■ Exercise passage
On the other hand, I have rarely read something that made me literally stop reading and go ‘yes, yes, oh my goodness he’s saying it exactly, oh wow he gets it, he has put words to what I’ve been feeling’ as the ‘Education of a Knife’ chapter, which details the paradox of medical learning: that the only way to learn practical skills is to practice on real people, and the sheer internal angst that produces. Reading it as a clinical medical student was a visceral experience. Gawande doesn’t provide any answers (I mean are there any?) but I have rarely felt so seen.

Gawande describes his first time putting in a central line. Forgetting steps. Trying to hide your inexperience from the patient. Missing it. Having to have the supervisor take over. Now I’ve never attempted a central line but I have still been there many times over.

■ Information
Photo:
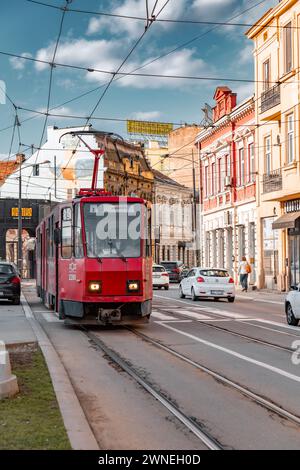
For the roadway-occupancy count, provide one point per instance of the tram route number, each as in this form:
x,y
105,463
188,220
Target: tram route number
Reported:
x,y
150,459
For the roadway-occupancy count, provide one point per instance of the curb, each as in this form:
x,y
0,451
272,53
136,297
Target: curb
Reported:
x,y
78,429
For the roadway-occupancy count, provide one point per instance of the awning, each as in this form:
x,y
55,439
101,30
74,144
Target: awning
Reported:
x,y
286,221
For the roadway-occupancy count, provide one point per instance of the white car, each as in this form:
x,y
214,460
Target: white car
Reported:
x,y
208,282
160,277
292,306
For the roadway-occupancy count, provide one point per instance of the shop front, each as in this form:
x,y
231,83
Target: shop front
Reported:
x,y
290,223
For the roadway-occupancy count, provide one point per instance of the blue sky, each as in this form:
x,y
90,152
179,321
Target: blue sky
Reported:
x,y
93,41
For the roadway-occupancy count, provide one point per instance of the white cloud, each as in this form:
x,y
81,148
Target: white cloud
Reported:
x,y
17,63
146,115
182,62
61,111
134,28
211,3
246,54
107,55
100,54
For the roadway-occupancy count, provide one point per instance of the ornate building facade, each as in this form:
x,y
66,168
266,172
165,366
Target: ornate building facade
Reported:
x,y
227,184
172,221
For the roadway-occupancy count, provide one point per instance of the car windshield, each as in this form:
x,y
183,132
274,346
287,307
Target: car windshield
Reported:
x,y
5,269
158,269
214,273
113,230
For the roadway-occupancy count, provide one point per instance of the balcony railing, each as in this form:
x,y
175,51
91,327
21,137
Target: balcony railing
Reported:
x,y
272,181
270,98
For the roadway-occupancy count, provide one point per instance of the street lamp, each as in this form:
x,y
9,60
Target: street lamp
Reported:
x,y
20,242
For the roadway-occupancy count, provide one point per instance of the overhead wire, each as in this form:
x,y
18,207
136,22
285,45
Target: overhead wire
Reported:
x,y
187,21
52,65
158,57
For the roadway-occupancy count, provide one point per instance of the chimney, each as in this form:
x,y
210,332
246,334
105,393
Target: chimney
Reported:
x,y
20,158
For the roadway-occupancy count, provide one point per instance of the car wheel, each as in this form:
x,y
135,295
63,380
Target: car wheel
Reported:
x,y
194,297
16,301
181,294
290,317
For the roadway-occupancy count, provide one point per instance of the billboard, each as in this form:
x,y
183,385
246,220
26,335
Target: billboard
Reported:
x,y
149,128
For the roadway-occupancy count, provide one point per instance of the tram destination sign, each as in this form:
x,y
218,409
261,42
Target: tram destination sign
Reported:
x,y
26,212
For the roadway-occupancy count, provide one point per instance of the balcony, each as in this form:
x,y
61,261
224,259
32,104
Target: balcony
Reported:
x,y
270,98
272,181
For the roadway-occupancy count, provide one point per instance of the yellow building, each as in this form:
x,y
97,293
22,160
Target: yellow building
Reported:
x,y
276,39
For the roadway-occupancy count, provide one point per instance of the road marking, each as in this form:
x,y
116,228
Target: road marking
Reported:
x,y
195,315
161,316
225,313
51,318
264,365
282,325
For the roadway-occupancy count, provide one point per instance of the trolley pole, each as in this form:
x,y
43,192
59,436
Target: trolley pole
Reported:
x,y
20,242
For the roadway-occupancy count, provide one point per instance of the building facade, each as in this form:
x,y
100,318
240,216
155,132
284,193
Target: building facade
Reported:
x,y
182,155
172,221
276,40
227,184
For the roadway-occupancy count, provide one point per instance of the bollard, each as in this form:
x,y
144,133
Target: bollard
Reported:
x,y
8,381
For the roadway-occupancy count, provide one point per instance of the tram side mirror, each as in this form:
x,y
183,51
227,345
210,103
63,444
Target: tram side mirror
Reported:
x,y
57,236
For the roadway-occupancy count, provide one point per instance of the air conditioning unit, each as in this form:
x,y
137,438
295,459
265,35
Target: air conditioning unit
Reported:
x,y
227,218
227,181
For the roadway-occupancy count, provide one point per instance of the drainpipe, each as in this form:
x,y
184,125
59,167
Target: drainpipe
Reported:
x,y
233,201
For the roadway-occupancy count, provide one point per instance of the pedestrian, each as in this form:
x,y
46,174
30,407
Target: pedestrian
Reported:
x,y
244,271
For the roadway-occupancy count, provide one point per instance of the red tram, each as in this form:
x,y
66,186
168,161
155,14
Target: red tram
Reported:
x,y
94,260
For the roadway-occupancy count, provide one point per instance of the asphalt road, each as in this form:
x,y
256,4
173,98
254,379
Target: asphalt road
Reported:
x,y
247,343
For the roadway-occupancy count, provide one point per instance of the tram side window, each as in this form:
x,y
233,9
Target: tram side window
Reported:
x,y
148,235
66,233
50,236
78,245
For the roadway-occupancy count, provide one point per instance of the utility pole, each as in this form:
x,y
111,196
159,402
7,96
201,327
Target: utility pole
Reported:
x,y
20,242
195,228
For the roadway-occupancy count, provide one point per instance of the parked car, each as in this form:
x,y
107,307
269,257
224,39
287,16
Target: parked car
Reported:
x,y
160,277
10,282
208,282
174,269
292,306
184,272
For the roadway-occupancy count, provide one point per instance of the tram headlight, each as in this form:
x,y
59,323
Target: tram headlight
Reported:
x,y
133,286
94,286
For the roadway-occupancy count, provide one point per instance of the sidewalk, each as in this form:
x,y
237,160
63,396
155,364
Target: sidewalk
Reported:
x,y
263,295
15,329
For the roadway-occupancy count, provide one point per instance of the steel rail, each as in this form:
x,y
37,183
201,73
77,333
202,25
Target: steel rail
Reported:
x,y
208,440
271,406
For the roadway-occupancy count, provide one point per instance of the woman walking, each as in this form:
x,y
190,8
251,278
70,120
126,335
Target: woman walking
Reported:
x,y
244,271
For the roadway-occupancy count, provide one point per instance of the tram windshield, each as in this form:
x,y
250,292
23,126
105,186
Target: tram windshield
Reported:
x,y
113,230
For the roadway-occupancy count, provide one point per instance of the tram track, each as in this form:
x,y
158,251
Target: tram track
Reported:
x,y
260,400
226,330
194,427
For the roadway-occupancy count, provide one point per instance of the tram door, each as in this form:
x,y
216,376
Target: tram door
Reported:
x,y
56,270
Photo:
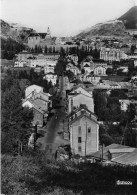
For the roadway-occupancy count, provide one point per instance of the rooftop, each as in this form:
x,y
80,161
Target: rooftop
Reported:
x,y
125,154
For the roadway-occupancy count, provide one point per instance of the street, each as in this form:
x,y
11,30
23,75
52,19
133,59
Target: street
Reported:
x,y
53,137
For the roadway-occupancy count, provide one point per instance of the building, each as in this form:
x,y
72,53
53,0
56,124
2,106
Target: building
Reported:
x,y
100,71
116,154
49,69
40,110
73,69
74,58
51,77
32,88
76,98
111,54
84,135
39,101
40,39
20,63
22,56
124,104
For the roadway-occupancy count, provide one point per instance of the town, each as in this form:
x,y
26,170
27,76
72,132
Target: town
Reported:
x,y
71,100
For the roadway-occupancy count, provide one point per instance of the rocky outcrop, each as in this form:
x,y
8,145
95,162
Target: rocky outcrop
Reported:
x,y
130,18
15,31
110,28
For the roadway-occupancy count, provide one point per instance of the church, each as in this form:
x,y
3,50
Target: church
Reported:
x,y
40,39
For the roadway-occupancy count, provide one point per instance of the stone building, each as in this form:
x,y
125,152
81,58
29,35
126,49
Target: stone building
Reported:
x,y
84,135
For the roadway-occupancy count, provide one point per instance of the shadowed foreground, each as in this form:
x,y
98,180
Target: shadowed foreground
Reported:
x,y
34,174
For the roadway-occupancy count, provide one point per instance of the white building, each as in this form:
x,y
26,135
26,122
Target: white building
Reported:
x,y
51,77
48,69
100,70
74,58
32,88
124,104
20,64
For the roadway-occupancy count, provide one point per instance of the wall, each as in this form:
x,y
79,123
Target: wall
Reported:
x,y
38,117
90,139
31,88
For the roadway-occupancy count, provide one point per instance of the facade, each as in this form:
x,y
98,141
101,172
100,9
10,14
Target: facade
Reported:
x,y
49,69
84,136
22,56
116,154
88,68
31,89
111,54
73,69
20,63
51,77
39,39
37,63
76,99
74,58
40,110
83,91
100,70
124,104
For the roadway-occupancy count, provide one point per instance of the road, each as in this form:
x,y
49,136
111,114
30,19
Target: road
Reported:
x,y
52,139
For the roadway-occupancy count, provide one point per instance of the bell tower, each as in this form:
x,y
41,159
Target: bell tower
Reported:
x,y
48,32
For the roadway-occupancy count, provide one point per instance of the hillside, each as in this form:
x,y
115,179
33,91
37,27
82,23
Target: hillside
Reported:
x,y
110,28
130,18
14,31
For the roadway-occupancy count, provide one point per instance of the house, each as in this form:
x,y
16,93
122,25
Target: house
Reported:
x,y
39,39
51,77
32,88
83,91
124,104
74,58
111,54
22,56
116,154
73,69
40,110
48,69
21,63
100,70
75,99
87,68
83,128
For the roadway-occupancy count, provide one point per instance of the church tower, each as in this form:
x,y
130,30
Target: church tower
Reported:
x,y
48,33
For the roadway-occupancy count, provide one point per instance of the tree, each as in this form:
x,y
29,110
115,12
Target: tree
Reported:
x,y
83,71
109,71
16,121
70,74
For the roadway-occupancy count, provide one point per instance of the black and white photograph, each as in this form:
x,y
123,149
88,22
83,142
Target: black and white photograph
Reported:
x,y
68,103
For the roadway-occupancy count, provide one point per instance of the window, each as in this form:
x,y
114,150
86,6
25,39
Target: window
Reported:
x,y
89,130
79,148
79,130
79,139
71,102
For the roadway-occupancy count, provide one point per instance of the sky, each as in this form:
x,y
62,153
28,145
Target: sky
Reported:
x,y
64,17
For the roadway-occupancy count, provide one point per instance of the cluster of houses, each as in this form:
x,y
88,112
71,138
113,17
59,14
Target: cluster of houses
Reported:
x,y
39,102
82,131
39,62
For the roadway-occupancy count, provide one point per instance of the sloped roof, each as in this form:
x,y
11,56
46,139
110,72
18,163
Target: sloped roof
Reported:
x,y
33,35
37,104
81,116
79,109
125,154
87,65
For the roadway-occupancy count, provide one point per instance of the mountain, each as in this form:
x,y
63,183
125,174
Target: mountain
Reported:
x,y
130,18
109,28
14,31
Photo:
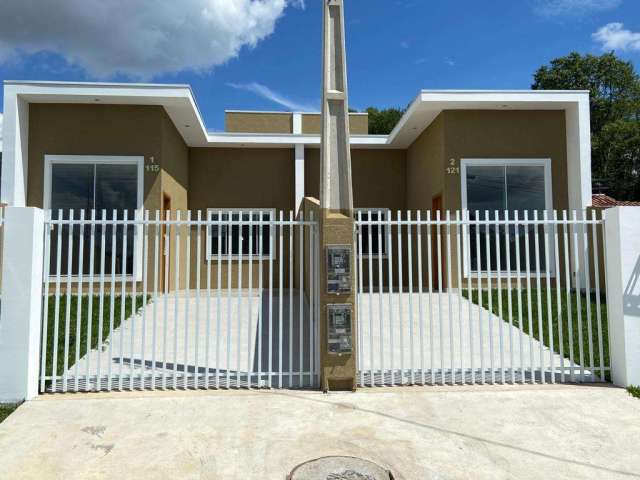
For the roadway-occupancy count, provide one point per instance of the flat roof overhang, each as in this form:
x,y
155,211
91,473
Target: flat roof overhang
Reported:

■ Instructions for the task
Answer these questions about the passage on Gawande's writing:
1. Which chapter made the writer stop reading?
2. What was the writer when reading that chapter?
3. Who takes over when Gawande misses his first central line?
The rows have no role in this task.

■ Result for this exercise
1. The 'Education of a Knife' chapter.
2. A clinical medical student.
3. The supervisor.